WRITTEN EXERCISE: Rewrite the part of the records below that opens with the line containing "leg, I would be grateful." and closes with the line containing "109L134 109L133 106L128" as a numbered list, leaving out blank lines.

[start STORED ROWS]

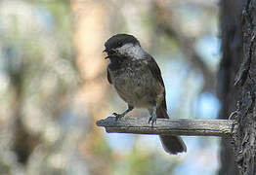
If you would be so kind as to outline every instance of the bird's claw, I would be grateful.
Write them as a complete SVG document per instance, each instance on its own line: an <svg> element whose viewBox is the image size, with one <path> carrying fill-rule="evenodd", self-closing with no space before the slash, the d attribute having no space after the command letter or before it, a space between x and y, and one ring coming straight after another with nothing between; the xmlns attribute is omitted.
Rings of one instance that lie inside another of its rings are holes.
<svg viewBox="0 0 256 175"><path fill-rule="evenodd" d="M117 114L117 113L113 113L113 115L115 116L115 121L118 121L118 120L120 120L121 118L123 118L123 117L124 117L124 115L123 115L123 114Z"/></svg>
<svg viewBox="0 0 256 175"><path fill-rule="evenodd" d="M151 122L151 126L153 126L153 123L156 123L156 115L151 115L149 119L149 123Z"/></svg>

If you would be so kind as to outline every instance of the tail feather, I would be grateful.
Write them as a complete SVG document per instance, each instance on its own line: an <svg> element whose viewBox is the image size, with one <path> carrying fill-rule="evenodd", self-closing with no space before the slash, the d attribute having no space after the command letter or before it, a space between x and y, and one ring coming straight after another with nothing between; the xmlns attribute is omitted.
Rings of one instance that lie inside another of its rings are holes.
<svg viewBox="0 0 256 175"><path fill-rule="evenodd" d="M157 118L169 119L166 109L161 105L156 110ZM187 152L187 147L179 136L160 135L162 147L170 155L176 155L178 153Z"/></svg>

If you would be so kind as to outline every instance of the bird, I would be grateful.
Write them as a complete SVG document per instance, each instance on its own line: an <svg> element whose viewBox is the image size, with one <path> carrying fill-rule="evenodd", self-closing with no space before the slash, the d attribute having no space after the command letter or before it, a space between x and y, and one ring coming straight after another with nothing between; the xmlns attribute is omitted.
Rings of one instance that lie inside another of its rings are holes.
<svg viewBox="0 0 256 175"><path fill-rule="evenodd" d="M123 113L113 113L115 120L120 120L134 108L148 109L149 123L151 122L152 127L156 119L169 119L160 68L138 39L129 34L113 35L105 43L104 52L107 52L105 58L109 60L107 81L128 105ZM180 136L159 137L166 153L177 155L187 152Z"/></svg>

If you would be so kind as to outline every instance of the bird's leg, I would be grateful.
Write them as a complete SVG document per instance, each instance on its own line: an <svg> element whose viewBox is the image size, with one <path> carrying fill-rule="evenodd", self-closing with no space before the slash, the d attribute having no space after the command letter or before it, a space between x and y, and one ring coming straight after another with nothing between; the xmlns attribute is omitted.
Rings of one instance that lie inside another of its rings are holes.
<svg viewBox="0 0 256 175"><path fill-rule="evenodd" d="M133 109L134 109L133 106L128 105L128 109L125 112L121 114L113 113L113 115L115 116L115 121L118 121L119 119L123 118L127 113L129 113Z"/></svg>
<svg viewBox="0 0 256 175"><path fill-rule="evenodd" d="M156 106L154 106L152 109L149 109L150 118L149 119L149 123L151 122L151 125L153 126L153 122L156 123Z"/></svg>

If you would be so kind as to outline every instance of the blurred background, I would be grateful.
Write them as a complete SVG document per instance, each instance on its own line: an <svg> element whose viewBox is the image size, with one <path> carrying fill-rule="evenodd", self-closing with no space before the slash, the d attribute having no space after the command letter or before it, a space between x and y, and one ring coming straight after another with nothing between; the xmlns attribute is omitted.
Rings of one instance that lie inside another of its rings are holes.
<svg viewBox="0 0 256 175"><path fill-rule="evenodd" d="M102 52L117 33L156 59L172 119L216 119L218 9L217 0L1 0L0 174L216 174L217 137L183 137L188 153L169 156L157 136L107 134L95 122L126 109Z"/></svg>

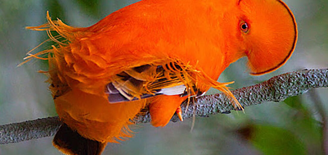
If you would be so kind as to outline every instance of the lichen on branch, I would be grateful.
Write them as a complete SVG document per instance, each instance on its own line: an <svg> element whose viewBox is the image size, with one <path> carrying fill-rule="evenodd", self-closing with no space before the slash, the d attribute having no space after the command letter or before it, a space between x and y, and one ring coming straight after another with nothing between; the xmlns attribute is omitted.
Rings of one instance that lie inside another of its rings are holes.
<svg viewBox="0 0 328 155"><path fill-rule="evenodd" d="M305 69L281 74L259 84L236 89L232 92L245 107L268 101L280 102L287 98L316 88L328 87L328 69ZM235 110L232 100L223 93L200 97L187 106L181 105L184 118L193 116L206 117L228 113ZM186 110L186 108L188 108ZM138 116L133 122L151 121L148 112ZM171 120L178 120L176 115ZM58 117L48 117L0 125L0 144L18 143L54 135L61 124Z"/></svg>

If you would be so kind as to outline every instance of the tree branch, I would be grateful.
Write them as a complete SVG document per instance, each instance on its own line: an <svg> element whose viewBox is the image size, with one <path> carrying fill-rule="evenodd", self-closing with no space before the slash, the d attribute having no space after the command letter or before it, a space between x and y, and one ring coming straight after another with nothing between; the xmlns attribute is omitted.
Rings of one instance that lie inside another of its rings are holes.
<svg viewBox="0 0 328 155"><path fill-rule="evenodd" d="M328 69L304 70L276 76L259 84L232 91L244 107L268 101L280 102L287 97L306 92L310 89L328 87ZM228 113L235 110L231 100L223 93L197 98L189 106L181 105L184 118L195 116L207 117L218 113ZM178 120L174 115L171 121ZM137 116L136 123L151 121L148 112ZM0 144L17 143L52 136L61 124L58 117L48 117L0 126Z"/></svg>

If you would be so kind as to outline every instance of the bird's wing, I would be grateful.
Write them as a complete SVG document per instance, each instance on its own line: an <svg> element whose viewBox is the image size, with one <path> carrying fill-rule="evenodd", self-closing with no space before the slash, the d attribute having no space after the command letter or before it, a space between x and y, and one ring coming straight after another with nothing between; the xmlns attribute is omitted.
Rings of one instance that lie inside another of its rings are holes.
<svg viewBox="0 0 328 155"><path fill-rule="evenodd" d="M106 92L112 103L159 95L199 96L203 92L196 88L190 79L190 73L174 62L157 66L146 65L113 76L106 86Z"/></svg>

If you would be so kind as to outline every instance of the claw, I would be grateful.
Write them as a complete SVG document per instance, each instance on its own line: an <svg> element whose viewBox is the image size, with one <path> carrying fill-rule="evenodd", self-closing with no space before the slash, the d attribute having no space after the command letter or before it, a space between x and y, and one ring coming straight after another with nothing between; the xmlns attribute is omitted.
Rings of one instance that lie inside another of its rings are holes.
<svg viewBox="0 0 328 155"><path fill-rule="evenodd" d="M181 109L181 106L179 106L178 108L176 109L176 110L175 111L175 113L176 114L178 115L178 117L179 117L179 119L181 121L181 122L183 121L183 119L182 118L182 111Z"/></svg>

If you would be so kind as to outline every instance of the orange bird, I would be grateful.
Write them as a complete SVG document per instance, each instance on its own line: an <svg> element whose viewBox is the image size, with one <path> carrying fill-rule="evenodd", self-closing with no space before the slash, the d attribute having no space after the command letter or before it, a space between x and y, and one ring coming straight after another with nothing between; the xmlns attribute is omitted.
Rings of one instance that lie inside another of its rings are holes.
<svg viewBox="0 0 328 155"><path fill-rule="evenodd" d="M84 28L47 19L27 28L46 31L53 45L26 59L49 61L64 123L53 143L69 155L100 154L108 142L131 137L128 126L143 108L163 126L181 116L183 101L211 87L234 99L230 83L216 81L230 64L247 56L251 74L271 72L297 37L280 0L144 0Z"/></svg>

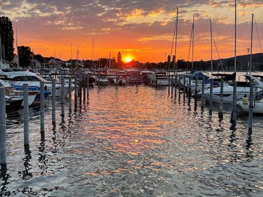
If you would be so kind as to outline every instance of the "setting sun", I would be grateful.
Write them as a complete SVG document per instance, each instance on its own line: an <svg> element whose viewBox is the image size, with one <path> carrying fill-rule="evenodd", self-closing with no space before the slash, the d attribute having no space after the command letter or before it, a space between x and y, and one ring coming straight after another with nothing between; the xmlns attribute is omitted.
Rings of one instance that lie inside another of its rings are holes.
<svg viewBox="0 0 263 197"><path fill-rule="evenodd" d="M131 58L130 58L129 57L127 57L125 59L125 62L129 62L130 61L131 61Z"/></svg>

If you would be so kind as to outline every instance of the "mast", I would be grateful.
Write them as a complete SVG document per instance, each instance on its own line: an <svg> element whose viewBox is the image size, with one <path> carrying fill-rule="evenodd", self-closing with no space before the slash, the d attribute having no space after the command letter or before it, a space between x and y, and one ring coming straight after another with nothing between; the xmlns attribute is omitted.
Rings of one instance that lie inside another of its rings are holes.
<svg viewBox="0 0 263 197"><path fill-rule="evenodd" d="M193 16L193 24L192 24L192 69L193 68L193 30L194 24L194 16Z"/></svg>
<svg viewBox="0 0 263 197"><path fill-rule="evenodd" d="M177 14L176 15L176 33L175 33L175 49L174 54L174 64L175 66L174 67L174 70L175 68L177 69L177 66L176 65L176 46L177 45L177 24L178 23L178 8L177 8Z"/></svg>
<svg viewBox="0 0 263 197"><path fill-rule="evenodd" d="M0 65L0 68L3 68L2 67L2 41L1 41L1 33L0 33L0 58L1 58L1 65Z"/></svg>
<svg viewBox="0 0 263 197"><path fill-rule="evenodd" d="M235 61L234 72L236 71L236 0L235 0Z"/></svg>
<svg viewBox="0 0 263 197"><path fill-rule="evenodd" d="M213 45L212 42L212 21L211 19L209 19L210 21L210 36L211 36L211 74L213 74Z"/></svg>
<svg viewBox="0 0 263 197"><path fill-rule="evenodd" d="M250 62L249 63L249 74L251 74L251 66L252 66L252 40L253 37L253 19L254 14L252 15L252 23L251 23L251 43L250 45Z"/></svg>
<svg viewBox="0 0 263 197"><path fill-rule="evenodd" d="M17 46L17 32L15 27L16 43L16 57L17 58L17 67L19 67L19 58L18 58L18 47Z"/></svg>

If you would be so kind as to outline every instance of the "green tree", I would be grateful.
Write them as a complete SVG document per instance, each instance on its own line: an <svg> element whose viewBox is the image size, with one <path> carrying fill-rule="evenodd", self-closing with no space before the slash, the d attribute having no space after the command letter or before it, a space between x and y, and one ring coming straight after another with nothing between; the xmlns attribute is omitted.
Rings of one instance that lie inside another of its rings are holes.
<svg viewBox="0 0 263 197"><path fill-rule="evenodd" d="M19 64L22 67L30 66L30 59L32 57L32 52L30 47L27 46L18 47L18 57Z"/></svg>
<svg viewBox="0 0 263 197"><path fill-rule="evenodd" d="M12 60L14 50L14 32L12 22L6 16L0 17L0 33L1 34L2 47L3 45L4 46L5 60L10 62ZM3 53L2 51L2 50Z"/></svg>

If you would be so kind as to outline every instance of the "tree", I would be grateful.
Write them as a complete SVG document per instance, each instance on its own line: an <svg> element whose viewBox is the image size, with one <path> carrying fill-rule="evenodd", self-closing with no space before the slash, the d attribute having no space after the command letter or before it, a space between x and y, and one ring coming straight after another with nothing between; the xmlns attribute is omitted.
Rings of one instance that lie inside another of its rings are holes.
<svg viewBox="0 0 263 197"><path fill-rule="evenodd" d="M32 52L30 47L27 46L20 46L18 48L20 66L22 67L29 66L30 59L32 57Z"/></svg>
<svg viewBox="0 0 263 197"><path fill-rule="evenodd" d="M4 48L5 60L11 61L14 53L14 32L12 22L6 16L0 17L0 33L2 49ZM4 47L2 47L2 46ZM3 53L2 50L2 53Z"/></svg>

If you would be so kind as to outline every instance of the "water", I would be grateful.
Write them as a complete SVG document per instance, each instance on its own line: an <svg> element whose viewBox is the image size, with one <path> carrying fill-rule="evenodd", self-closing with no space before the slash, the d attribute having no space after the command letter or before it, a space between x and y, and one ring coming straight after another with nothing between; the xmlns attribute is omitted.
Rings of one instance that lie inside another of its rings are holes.
<svg viewBox="0 0 263 197"><path fill-rule="evenodd" d="M58 105L55 127L47 102L42 136L31 109L29 150L23 112L7 117L0 195L263 196L263 116L249 132L248 116L238 116L234 129L230 106L220 119L218 106L209 115L167 88L95 86L75 109L73 96L71 114L66 101L64 119Z"/></svg>

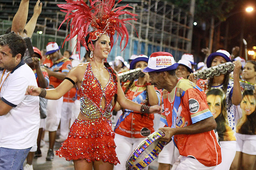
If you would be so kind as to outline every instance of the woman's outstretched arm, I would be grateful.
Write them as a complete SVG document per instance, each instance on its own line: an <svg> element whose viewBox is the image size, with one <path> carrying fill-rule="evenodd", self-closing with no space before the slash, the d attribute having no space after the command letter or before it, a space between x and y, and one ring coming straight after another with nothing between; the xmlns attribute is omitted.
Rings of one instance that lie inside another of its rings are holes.
<svg viewBox="0 0 256 170"><path fill-rule="evenodd" d="M79 80L78 75L83 70L82 67L78 66L72 68L68 73L66 77L76 83ZM56 88L46 90L45 98L50 100L57 100L63 96L73 86L74 84L70 81L65 79ZM39 87L29 86L27 88L26 95L38 96L41 91L41 88Z"/></svg>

[end STORED ROWS]

ANSWER FOR THIS EXERCISE:
1. If you would be so kind as to outline every instance of the bird's leg, I would be grateful.
2. Write them as a complete SVG document per instance, each instance on its own line: an <svg> element whose viewBox is the image size, with one <path> carrying fill-rule="evenodd", self-closing with no space before the slash, the d attribute having no space after the command letter or before it, a space between x and y, and one ring coming straight after another with nothing between; the xmlns attribute is omitted.
3. Rings of one instance that lie inside another of its rings are holes.
4. <svg viewBox="0 0 256 175"><path fill-rule="evenodd" d="M133 109L134 109L133 106L128 105L128 109L125 112L121 114L113 113L113 115L115 116L115 121L118 121L119 119L123 118L127 113L129 113Z"/></svg>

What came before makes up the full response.